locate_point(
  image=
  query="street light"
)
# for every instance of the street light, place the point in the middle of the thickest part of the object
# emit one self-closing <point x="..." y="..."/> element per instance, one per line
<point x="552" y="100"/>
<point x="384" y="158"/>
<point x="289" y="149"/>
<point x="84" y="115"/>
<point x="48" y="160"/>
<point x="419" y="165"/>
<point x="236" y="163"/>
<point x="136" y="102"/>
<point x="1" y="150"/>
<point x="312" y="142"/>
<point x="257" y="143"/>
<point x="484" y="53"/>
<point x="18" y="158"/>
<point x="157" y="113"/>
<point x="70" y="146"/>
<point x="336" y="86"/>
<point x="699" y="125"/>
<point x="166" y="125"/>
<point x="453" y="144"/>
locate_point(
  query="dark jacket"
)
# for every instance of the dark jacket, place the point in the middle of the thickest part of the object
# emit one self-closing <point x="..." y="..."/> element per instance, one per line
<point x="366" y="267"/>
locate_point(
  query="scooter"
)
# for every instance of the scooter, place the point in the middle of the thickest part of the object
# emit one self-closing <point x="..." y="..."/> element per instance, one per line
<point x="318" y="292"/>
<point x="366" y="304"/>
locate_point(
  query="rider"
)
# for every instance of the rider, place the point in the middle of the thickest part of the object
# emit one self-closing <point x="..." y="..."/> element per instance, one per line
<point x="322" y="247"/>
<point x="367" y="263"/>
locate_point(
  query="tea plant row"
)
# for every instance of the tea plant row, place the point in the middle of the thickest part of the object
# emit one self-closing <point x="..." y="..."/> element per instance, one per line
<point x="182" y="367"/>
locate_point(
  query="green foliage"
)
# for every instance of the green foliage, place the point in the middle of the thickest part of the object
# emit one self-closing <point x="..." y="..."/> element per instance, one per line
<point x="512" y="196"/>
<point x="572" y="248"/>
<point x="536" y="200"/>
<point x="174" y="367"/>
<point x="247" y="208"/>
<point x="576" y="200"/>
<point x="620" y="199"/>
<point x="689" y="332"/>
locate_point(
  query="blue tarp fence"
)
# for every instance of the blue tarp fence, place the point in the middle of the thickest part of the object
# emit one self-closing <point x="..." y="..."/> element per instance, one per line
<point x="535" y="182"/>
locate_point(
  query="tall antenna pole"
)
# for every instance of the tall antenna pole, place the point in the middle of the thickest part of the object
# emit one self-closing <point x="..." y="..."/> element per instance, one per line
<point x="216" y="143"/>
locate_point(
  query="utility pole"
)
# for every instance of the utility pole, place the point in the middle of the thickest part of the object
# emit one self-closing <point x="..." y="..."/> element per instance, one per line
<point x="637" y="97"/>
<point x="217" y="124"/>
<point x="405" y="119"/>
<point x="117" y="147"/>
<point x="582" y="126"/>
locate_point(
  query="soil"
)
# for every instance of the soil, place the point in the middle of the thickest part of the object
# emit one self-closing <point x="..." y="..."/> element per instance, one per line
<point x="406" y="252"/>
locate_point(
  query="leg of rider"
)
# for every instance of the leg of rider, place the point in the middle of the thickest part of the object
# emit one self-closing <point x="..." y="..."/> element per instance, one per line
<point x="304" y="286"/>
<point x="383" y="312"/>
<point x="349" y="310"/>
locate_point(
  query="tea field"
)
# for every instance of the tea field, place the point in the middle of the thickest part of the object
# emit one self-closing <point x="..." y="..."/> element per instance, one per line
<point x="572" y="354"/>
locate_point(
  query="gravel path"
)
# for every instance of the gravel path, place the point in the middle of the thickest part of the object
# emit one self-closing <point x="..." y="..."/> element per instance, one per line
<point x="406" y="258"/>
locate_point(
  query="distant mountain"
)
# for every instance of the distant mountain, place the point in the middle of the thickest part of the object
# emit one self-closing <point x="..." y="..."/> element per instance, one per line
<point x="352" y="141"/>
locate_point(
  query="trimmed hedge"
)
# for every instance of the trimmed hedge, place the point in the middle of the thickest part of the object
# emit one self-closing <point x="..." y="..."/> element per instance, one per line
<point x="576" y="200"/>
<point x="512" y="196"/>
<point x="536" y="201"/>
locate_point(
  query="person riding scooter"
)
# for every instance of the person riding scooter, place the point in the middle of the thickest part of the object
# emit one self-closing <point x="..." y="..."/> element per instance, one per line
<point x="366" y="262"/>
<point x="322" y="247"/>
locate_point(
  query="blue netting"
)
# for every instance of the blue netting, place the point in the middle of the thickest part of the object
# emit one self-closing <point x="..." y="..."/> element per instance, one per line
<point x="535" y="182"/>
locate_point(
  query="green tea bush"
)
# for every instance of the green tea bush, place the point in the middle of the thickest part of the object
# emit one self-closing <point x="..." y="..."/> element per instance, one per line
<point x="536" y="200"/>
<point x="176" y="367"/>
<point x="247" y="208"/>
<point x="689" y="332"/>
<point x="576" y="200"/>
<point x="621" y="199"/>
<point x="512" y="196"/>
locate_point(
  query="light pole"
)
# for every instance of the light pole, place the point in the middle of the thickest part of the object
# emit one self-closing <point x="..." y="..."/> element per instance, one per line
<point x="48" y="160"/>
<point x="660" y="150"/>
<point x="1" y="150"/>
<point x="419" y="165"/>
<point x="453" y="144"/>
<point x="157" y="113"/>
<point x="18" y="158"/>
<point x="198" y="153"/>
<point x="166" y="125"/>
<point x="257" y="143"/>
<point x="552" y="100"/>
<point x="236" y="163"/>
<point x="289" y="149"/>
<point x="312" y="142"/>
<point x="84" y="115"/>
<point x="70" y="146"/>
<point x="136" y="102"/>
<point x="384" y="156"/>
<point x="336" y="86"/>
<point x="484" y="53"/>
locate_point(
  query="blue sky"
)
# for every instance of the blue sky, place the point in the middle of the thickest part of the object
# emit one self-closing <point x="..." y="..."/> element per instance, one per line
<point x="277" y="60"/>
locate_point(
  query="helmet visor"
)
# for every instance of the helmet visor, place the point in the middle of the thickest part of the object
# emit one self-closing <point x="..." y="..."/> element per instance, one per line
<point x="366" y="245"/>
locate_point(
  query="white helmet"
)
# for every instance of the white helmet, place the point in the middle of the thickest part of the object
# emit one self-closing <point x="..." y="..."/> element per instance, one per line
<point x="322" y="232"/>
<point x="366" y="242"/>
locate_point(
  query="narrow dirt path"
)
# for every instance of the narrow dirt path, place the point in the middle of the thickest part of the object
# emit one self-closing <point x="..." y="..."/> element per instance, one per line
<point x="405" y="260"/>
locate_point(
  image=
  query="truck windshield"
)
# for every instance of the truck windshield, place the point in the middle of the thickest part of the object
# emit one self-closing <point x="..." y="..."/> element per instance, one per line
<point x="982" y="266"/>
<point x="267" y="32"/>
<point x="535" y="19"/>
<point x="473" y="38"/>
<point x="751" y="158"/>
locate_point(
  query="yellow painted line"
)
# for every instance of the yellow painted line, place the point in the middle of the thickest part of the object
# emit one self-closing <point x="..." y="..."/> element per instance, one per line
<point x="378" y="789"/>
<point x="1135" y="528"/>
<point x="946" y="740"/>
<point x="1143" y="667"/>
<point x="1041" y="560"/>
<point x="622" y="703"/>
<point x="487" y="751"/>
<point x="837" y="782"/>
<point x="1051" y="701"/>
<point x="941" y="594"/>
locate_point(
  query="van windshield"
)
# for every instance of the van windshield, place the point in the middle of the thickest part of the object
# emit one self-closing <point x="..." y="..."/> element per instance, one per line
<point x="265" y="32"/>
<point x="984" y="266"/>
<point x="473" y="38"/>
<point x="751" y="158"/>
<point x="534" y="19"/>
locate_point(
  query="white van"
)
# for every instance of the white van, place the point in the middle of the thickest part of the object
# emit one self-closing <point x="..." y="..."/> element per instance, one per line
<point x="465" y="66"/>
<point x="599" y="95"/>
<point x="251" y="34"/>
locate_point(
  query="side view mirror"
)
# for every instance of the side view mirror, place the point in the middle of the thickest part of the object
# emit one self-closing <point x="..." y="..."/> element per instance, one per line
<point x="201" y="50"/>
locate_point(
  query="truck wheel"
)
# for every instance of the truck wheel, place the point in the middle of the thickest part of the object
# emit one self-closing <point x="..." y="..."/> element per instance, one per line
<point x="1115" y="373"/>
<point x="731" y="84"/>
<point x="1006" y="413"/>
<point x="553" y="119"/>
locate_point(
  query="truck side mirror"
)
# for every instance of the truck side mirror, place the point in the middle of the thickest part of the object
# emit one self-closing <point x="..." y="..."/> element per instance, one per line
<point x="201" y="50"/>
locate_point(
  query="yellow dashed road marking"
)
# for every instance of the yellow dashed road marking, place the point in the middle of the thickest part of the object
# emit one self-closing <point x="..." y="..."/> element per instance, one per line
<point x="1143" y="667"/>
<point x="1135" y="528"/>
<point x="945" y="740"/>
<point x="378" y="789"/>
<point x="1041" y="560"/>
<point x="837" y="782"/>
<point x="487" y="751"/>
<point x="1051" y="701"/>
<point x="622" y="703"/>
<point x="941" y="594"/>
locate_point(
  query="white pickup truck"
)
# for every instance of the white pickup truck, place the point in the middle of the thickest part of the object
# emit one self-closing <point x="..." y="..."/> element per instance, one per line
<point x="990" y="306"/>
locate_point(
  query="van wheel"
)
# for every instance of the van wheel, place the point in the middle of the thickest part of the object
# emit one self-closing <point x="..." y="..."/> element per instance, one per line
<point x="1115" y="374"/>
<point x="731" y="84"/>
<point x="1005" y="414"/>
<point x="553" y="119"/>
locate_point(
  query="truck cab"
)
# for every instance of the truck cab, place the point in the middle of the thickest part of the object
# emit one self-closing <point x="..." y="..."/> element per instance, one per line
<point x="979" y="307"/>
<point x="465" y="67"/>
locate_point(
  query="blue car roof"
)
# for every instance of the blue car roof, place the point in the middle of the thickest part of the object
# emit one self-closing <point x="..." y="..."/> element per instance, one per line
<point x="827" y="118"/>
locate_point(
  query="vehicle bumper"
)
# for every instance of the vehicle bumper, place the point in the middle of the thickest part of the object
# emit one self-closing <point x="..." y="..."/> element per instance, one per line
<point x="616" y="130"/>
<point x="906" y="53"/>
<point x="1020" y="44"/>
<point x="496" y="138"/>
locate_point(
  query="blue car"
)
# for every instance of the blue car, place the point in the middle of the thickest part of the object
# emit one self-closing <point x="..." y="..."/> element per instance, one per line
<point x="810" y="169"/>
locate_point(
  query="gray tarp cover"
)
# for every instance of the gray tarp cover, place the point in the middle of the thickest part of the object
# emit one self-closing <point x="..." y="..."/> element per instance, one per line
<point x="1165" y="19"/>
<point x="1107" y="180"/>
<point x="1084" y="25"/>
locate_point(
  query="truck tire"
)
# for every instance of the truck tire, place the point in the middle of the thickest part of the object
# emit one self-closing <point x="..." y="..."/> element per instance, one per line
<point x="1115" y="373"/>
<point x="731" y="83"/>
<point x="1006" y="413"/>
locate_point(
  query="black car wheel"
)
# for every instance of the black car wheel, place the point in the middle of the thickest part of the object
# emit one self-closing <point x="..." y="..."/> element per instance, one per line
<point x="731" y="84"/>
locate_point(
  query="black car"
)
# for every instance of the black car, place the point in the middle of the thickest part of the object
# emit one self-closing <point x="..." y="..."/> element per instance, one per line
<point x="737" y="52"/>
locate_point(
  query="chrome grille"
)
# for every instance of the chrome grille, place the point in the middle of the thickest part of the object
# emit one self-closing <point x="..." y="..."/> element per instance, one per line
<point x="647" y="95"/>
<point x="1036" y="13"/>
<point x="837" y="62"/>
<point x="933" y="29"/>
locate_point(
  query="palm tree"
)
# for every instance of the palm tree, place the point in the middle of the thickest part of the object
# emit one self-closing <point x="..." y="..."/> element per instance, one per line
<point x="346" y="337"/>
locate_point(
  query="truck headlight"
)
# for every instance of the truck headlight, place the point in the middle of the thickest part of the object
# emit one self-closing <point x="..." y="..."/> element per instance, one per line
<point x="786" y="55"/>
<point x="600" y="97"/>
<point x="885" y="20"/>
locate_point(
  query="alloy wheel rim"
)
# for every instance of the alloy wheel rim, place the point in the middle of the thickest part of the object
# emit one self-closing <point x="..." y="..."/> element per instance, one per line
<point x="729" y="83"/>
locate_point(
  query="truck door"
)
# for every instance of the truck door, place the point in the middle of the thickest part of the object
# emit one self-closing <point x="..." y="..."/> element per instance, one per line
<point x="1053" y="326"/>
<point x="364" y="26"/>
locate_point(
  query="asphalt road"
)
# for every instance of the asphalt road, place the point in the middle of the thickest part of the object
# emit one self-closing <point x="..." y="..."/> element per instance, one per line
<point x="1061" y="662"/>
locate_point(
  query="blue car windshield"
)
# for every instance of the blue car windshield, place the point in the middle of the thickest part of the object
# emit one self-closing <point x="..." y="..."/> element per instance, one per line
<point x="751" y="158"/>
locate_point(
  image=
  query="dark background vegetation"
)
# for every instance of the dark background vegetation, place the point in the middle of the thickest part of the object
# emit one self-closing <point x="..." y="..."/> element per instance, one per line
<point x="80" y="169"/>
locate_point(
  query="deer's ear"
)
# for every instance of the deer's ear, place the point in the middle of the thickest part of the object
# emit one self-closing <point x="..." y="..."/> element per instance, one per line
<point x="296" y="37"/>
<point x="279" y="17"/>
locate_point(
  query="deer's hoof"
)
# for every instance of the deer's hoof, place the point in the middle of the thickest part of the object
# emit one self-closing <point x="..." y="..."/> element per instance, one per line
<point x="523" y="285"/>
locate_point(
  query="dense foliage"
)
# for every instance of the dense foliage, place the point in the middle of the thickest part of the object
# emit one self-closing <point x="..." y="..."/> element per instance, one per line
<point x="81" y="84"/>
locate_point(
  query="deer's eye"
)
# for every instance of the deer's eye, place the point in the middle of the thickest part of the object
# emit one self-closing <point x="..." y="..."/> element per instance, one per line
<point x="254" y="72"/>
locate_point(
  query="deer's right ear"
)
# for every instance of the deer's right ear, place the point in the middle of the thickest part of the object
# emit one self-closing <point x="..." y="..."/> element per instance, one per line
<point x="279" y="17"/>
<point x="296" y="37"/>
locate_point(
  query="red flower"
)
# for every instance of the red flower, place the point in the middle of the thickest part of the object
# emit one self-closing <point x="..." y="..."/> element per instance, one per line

==*==

Find every line in the records above that contains the word "grille", and copy each of those lines.

  query="chrome grille"
# for every instance of the chrome grille, place the point in the middle of the thickest part of the object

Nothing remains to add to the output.